Problem description: Add 109 to every coordinate value in the answers within the stretch from the line containing "Task: place one pin on each instance of the dark rock" through the end of the entries, and write out that entire stretch again, request lines included, with the adjusted coordinates in place of the originals.

Provided records:
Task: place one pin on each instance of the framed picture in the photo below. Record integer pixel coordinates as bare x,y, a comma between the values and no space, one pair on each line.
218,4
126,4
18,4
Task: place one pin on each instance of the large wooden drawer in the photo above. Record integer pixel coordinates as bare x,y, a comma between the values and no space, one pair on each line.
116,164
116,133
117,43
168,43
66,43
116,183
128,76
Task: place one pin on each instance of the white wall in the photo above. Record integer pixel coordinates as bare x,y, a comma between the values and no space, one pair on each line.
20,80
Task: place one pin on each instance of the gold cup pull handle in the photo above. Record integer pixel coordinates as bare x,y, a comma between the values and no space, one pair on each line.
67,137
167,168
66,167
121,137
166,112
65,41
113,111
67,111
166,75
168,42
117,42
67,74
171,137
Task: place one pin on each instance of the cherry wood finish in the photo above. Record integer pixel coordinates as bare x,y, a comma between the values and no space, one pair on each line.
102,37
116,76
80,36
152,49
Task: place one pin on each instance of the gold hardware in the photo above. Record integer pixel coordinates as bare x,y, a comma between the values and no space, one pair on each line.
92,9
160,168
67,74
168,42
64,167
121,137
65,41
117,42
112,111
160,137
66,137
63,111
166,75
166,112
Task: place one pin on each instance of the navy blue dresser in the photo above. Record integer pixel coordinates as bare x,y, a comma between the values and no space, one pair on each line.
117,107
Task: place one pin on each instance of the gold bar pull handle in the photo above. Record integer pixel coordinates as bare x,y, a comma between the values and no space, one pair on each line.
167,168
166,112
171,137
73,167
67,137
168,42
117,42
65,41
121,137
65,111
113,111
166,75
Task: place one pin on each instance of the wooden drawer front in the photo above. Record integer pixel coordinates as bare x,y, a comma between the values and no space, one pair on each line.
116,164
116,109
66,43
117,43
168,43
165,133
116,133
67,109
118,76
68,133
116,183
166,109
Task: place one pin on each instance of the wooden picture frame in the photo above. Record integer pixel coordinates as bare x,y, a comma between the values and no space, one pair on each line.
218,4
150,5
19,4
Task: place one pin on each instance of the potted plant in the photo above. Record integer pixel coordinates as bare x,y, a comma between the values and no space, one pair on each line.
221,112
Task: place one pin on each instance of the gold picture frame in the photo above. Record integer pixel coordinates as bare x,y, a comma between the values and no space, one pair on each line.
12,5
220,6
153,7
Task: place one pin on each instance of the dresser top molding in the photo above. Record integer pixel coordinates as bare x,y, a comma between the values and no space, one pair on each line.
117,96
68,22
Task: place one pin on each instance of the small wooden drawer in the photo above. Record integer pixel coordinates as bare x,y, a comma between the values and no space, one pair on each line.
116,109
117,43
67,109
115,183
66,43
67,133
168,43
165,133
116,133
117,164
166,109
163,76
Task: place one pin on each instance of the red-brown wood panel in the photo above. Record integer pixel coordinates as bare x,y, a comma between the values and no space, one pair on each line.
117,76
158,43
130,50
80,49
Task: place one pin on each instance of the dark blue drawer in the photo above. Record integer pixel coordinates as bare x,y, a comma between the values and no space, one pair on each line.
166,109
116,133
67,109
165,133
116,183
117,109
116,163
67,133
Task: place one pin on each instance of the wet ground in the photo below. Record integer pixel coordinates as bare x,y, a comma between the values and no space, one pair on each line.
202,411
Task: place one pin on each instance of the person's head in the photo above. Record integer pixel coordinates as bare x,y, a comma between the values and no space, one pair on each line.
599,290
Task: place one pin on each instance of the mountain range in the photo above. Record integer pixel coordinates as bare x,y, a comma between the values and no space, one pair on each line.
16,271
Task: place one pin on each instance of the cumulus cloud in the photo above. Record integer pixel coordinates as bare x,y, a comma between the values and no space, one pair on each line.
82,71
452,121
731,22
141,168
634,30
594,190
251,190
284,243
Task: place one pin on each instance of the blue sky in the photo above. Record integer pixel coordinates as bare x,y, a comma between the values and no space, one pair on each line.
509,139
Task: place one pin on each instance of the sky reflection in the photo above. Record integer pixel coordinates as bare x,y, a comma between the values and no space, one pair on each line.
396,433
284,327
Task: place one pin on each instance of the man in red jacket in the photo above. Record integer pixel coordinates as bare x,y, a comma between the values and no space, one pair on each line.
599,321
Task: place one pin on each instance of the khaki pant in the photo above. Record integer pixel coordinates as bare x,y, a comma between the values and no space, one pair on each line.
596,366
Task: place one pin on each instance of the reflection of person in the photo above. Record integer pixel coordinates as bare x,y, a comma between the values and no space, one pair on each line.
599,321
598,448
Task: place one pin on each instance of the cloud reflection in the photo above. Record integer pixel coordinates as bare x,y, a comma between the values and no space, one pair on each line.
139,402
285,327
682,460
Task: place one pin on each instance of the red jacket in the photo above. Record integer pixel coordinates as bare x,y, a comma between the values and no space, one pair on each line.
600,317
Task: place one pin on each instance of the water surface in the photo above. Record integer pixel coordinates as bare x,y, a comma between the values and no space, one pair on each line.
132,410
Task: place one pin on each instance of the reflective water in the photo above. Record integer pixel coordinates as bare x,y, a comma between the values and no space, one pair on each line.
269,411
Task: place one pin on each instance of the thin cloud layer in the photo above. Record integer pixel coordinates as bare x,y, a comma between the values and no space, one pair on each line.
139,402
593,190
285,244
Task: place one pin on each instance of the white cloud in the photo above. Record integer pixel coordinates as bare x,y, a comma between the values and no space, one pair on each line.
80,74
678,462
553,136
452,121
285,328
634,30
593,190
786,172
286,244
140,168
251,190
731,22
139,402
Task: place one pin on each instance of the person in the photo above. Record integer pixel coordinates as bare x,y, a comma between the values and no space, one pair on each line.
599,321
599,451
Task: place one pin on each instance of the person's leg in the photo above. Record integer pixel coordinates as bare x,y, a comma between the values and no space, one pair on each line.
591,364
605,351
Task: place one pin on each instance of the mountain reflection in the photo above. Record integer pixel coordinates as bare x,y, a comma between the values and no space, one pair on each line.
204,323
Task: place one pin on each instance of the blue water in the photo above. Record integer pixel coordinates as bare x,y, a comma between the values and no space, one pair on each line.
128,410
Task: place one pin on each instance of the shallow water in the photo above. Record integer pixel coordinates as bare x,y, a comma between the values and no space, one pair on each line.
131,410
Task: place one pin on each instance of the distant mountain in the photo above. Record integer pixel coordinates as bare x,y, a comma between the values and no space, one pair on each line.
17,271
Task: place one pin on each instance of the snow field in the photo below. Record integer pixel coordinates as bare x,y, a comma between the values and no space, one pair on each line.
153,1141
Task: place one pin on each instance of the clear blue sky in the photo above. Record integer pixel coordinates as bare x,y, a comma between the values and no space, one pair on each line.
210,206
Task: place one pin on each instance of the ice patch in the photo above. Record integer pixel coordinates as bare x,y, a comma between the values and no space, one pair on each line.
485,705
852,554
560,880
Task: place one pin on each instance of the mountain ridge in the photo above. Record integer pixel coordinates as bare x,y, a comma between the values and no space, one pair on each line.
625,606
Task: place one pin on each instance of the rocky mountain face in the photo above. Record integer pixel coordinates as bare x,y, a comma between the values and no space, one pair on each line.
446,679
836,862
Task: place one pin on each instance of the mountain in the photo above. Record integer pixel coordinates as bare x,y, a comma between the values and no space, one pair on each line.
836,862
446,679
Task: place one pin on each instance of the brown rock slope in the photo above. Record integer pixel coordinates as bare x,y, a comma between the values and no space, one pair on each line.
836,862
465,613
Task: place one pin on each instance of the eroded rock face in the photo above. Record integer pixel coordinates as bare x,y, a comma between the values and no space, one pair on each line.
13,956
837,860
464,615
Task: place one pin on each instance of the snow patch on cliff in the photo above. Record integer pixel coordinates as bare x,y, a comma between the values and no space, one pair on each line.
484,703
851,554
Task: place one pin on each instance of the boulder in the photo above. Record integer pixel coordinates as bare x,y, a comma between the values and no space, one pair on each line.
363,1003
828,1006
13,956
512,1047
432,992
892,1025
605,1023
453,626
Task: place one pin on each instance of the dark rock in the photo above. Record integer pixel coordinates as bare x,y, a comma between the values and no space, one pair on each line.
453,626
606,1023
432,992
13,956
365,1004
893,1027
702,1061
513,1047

Problem solution:
Task: place one pin on each instance of the dark rock in the photo above. Record integer pixel coordinates as bare x,y, a comma between the values and no space, one pair on each line.
562,735
715,1132
541,1101
122,1065
474,1113
1002,1136
811,1170
622,1156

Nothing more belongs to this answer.